# [Prompt]
All the data must come back unchanged, except that pictures are left out.

---------------

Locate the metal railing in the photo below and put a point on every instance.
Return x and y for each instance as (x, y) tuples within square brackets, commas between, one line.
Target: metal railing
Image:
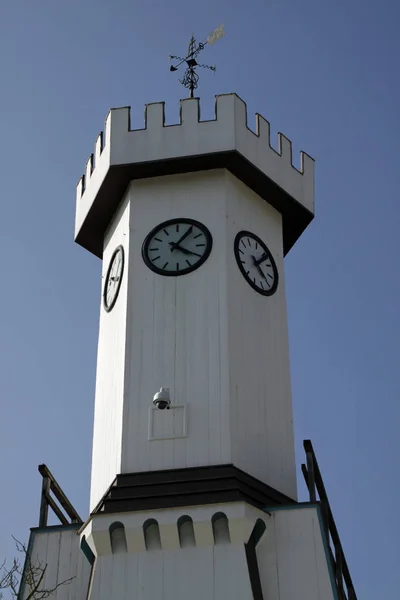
[(316, 488), (66, 516)]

---------------

# [Problem solution]
Locate the metal railing in the photo below and put a point on every instance.
Return x and y for each instance as (x, y) tuples within square brackets, commas between, one line.
Target: metal railing
Image:
[(316, 488), (66, 516)]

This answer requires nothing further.